## start THE INPUT

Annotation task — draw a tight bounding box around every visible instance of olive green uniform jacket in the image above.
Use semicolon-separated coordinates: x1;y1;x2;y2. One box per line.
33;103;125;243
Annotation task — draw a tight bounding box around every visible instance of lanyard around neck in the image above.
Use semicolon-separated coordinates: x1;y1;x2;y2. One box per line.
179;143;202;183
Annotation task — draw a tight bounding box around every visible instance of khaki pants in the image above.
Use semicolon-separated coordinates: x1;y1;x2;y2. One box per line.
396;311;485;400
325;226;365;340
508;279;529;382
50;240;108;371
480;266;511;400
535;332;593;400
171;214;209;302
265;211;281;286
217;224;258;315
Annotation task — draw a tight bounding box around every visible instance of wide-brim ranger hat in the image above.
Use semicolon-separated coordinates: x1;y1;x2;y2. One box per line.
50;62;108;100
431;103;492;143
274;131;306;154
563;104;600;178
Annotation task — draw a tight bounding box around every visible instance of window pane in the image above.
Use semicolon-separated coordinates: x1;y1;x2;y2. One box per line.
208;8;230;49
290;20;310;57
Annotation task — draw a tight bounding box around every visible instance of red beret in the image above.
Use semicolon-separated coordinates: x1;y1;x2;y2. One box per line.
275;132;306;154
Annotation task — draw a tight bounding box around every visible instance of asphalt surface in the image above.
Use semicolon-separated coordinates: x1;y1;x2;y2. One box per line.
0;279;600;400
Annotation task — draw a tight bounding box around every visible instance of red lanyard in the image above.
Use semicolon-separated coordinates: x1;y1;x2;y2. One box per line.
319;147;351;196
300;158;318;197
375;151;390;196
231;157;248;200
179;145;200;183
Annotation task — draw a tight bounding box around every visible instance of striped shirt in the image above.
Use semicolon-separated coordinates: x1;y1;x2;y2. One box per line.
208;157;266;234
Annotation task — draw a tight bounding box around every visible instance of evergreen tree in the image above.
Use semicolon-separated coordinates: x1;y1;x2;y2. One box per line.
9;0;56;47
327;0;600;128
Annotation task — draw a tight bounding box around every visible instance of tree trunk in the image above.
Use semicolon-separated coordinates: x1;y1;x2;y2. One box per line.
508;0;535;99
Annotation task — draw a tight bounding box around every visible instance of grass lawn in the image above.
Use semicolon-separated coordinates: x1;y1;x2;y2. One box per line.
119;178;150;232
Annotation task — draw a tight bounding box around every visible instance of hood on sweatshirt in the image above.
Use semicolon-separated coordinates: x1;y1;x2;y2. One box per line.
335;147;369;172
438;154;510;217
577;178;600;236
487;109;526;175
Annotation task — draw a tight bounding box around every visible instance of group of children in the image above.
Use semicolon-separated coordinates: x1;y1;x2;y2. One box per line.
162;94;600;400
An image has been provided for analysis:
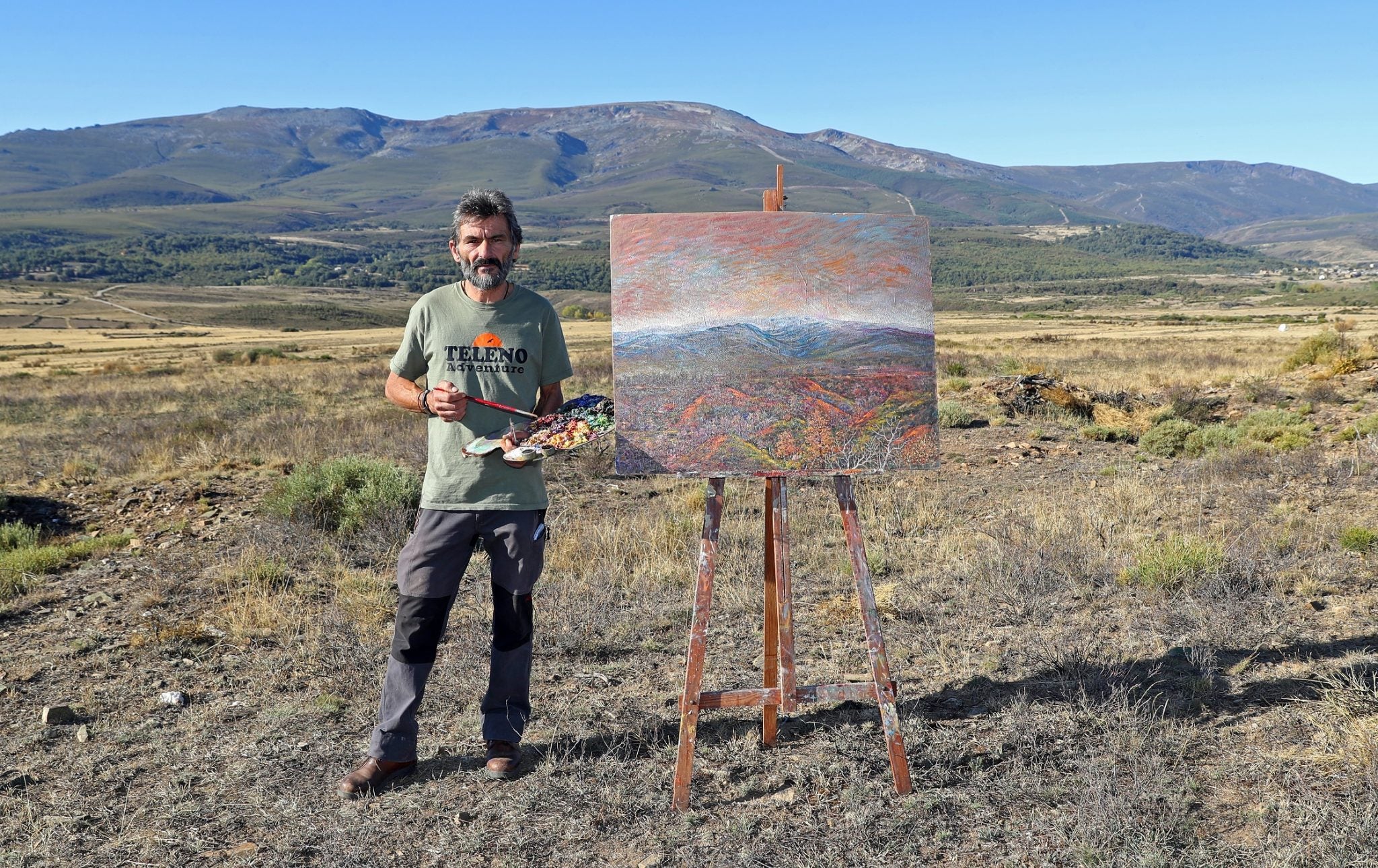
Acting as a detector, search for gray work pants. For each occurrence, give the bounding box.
[368,510,548,762]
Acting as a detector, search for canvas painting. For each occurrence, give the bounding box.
[612,212,937,476]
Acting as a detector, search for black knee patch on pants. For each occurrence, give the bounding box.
[493,584,534,652]
[393,595,455,664]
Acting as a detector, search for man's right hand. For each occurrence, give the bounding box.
[426,380,468,422]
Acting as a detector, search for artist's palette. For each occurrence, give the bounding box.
[463,394,613,467]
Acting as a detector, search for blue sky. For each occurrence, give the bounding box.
[0,0,1378,183]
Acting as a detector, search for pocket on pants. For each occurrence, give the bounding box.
[488,510,548,597]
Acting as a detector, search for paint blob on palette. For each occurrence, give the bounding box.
[612,212,939,476]
[463,394,613,467]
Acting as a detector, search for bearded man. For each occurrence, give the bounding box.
[338,190,572,798]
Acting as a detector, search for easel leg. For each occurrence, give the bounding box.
[671,476,722,810]
[770,476,799,713]
[760,476,781,747]
[834,475,914,793]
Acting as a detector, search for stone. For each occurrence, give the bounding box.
[770,787,799,805]
[42,705,77,726]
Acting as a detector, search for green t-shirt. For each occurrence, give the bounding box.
[392,284,573,510]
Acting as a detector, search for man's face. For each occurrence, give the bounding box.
[449,213,521,289]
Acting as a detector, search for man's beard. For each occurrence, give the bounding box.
[459,256,513,292]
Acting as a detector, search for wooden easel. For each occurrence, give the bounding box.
[672,166,914,810]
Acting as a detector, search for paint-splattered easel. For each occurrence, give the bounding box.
[672,166,914,810]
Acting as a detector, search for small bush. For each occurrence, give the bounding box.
[1119,536,1225,591]
[1340,526,1378,554]
[1301,380,1345,404]
[939,401,976,429]
[1082,425,1138,443]
[263,456,422,538]
[1182,425,1239,458]
[1283,329,1341,371]
[1336,413,1378,439]
[0,533,130,601]
[0,521,38,551]
[1237,409,1316,451]
[1240,376,1283,404]
[1138,419,1196,458]
[244,347,287,365]
[1159,386,1227,425]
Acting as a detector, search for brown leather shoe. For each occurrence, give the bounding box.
[336,756,416,799]
[484,742,521,781]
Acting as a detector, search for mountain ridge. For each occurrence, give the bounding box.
[0,100,1378,258]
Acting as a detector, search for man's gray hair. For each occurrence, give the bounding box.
[449,190,521,247]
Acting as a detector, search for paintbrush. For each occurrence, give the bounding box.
[468,396,540,419]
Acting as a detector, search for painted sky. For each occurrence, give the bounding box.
[612,212,933,334]
[0,0,1378,183]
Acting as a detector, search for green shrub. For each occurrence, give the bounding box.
[244,347,287,365]
[1236,409,1316,451]
[1340,526,1378,552]
[1283,328,1341,371]
[1336,413,1378,439]
[0,521,38,551]
[939,401,976,429]
[1241,376,1283,404]
[1138,419,1196,458]
[1182,425,1239,458]
[1119,536,1225,591]
[263,456,422,536]
[1082,425,1138,443]
[0,533,130,600]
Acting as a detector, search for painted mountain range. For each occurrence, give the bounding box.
[612,212,937,475]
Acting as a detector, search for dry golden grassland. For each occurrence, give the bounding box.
[0,291,1378,865]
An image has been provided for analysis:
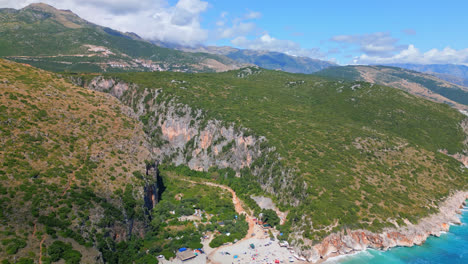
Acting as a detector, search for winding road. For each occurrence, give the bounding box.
[184,179,255,264]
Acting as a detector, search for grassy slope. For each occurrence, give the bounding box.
[0,60,150,263]
[100,69,468,239]
[316,66,468,105]
[0,4,234,71]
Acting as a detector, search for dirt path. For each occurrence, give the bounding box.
[39,235,46,264]
[185,180,255,264]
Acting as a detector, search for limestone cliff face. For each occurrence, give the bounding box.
[302,192,468,263]
[81,77,297,203]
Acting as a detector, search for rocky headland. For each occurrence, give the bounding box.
[301,191,468,263]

## end THE INPUT

** TASK DESCRIPTION **
Render the lines starting at the one containing "neck in the image above." and ending at the one containing "0;279;600;400", both included, as a Markdown table with the columns No. and Line, where No. numbers each row and Line holds one line. Omit blank lines.

** ANSWER TO THIS TASK **
| No. | Line |
|---|---|
| 1 | Annotation task — draw a tight bounding box around every visible instance of lanyard around neck in the image above. |
| 2 | Use semicolon-separated coordinates: x1;y1;x2;y2. One box per line. |
| 3 | 179;143;202;183 |
| 4 | Annotation task — draw a tight bounding box around every visible instance of khaki pants in the image above. |
| 5 | Use semicolon-separated coordinates: x1;y1;x2;y2. One box per line. |
| 6 | 396;311;485;400 |
| 7 | 325;226;365;340 |
| 8 | 508;279;529;382 |
| 9 | 50;240;108;371 |
| 10 | 480;266;511;400 |
| 11 | 535;332;593;400 |
| 12 | 171;214;209;302 |
| 13 | 265;211;281;286 |
| 14 | 217;224;258;315 |
| 15 | Annotation task — draw a tight bounding box around every visible instance of wide-brim ranger hat in the image above. |
| 16 | Use semicolon-separated coordinates: x1;y1;x2;y2. One box per line. |
| 17 | 50;62;108;100 |
| 18 | 431;103;492;143 |
| 19 | 274;131;306;154 |
| 20 | 563;104;600;178 |
| 21 | Annotation task — draw a tight bounding box around every visible instance of window pane in the image above. |
| 22 | Use semicolon-separated coordinates: x1;y1;x2;y2. One box per line. |
| 23 | 208;8;230;49 |
| 24 | 290;20;310;57 |
| 25 | Annotation task — draw a tight bounding box around every visible instance of red beret in the image above. |
| 26 | Use semicolon-separated coordinates: x1;y1;x2;y2. One box per line. |
| 27 | 275;132;306;154 |
| 28 | Annotation task — draw a tight bounding box around every visible instance of asphalt surface in the image above. |
| 29 | Use semicolon-separated coordinates: x1;y1;x2;y2. One box per line. |
| 30 | 0;279;600;400 |